PAGE EXCERPT:
++++

Matthew Charles Harding (26 December 1953 – 22 October 1996) was a British businessman, vice-chairman of Chelsea Football Club and a major financial supporter of New Labour.

Early years and education
Harding was born in Haywards Heath, Sussex, the son of Paul Harding, an insurance executive. He attended Abingdon School in Abingdon-on-Thames from 1964 until 1971. He was a member of the badminton first team, for which he was awarded half-colours, in addition to being a cricket first XI player, captain of the colts cricket team and a member of the hockey second XI. Although he enjoyed the sport, he did not enjoy the school ethos, earning a single 'A' Level in Latin.

In June 1995, he was appointed a "Steward" of Abingdon School and presented the awards at "Leavers' Day".  He also donated £500,000 towards the school's "Mercers Court", a new IT centre where one of the rooms was named ”The Matthew Harding Careers Room" in his honour after his particular interest in offering careers advice to the students. He returned to the school just weeks before his death to speak to a small group of sixth formers about his road to success.

++++

[Entries from an annotation dataset]

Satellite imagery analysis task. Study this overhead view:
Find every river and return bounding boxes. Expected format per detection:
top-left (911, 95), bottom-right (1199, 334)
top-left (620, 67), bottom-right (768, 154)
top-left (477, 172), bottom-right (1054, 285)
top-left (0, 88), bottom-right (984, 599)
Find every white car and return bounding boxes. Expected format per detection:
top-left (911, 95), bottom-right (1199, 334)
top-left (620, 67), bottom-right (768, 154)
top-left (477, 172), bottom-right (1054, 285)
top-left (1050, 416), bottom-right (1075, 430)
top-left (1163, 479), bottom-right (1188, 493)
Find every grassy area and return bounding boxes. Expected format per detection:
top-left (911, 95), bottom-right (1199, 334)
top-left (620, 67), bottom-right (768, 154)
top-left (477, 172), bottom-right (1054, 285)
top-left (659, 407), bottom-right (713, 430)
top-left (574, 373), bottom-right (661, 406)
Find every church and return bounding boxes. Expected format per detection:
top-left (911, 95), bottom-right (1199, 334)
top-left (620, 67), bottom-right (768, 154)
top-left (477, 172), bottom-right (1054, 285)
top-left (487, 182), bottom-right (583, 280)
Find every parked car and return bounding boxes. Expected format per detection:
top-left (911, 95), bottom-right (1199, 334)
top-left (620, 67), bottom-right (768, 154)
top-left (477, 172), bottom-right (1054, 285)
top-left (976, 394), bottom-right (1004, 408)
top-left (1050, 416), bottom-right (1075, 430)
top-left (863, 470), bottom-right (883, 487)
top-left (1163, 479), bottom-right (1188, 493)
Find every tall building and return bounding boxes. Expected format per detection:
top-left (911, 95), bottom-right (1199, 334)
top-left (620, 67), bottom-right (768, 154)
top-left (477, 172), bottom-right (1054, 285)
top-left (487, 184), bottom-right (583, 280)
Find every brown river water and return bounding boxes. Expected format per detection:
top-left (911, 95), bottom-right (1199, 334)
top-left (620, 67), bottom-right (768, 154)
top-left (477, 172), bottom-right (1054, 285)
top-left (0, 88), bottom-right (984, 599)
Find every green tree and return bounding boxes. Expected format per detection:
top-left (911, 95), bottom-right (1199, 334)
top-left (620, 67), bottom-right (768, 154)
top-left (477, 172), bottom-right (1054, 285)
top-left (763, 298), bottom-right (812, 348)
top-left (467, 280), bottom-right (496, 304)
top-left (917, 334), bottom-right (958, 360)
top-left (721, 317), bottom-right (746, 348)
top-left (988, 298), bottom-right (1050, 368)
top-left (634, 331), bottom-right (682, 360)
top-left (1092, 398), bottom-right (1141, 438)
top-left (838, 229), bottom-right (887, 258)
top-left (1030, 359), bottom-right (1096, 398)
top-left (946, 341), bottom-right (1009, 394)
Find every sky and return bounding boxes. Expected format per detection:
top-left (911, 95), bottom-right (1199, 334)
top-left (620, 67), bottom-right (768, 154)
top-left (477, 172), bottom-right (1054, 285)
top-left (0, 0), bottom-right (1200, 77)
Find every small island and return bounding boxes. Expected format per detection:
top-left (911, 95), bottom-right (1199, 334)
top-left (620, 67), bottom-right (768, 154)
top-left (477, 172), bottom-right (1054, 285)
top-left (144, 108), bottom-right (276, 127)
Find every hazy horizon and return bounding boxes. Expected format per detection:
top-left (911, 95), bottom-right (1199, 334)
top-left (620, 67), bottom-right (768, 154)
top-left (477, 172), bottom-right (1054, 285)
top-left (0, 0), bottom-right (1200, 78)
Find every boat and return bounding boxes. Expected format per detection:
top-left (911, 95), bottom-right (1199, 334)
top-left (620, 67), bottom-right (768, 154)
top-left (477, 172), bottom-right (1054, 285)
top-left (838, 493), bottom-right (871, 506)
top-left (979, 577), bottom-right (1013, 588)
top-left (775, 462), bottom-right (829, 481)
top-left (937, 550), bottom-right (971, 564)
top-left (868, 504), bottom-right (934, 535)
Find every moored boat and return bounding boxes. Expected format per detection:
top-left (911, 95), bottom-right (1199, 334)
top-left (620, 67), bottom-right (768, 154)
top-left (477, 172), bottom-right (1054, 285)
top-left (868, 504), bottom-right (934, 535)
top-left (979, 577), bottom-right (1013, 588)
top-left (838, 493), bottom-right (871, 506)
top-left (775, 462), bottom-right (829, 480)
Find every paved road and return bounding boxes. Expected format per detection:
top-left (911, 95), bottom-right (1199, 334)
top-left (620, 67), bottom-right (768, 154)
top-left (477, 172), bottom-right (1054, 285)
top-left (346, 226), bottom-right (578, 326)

++++

REQUIREMENTS:
a) Rewrite the records, starting at the line that contains "Find every paved" and ending at the last line of the records, with "paved road" changed to "asphalt road" and nothing else altered.
b) Please continue the passage on Matthew Harding from where it stops.

OUTPUTS FOR THE TASKS:
a)
Find every asphalt road and return bounding boxes. Expected format per detection:
top-left (911, 95), bottom-right (1199, 334)
top-left (620, 67), bottom-right (768, 154)
top-left (477, 172), bottom-right (1054, 285)
top-left (346, 226), bottom-right (578, 326)

b)
Career
He left school and went to London. Through his father's friendship with Ted Benfield, he joined the insurance brokers Benfield, Lovick & Rees and it was in the insurance industry that he made his fortune, starting out by making the tea and going on to be a director. By 1980, he had acquired a 32% stake in the company, becoming one of Britain's 100 richest men.

Chelsea FC

A lifelong fan of Chelsea Football Club, Harding responded to Chelsea chairman Ken Bates' call for new investment in the club in 1993.   In October 1993, he was appointed as a Chelsea Football Club director.  He invested £26.5 million in the club, including £7.5m towards construction of the North Stand (now the Matthew Harding Stand), £16.5m to buy the Stamford Bridge freehold and transfer funds. However, his time there was marked by frequent clashes with Bates, club chairman and majority shareholder, over the direction to be taken by the club. Bates eventually banned Harding from the Chelsea boardroom and effectively limited his input and influence over the club. The dispute between Bates and Harding was continual and was only stopped after Harding's death in 1996. Bates caused more controversy and upset many Chelsea fans, as well as friends and family of Harding, by calling him "an evil man" just a year after his death.

Death
On 22 October 1996, while flying back from a Chelsea match at Bolton Wanderers, the helicopter Matthew Harding was travelling on crashed near Middlewich, Cheshire, killing Harding along with the pilot and three other passengers, including journalist John Bauldie. He was 42. The crash of the Eurocopter AS355 Écureuil 2 aircraft took place at night and in poor weather. An investigation by the Air Accidents Investigation Branch found that the pilot did not have the experience or qualifications necessary to safely pilot by instruments in such conditions.

Personal life
His son Patrick Harding went on to become a semi-professional footballer who plays for Burgess Hill Town F.C.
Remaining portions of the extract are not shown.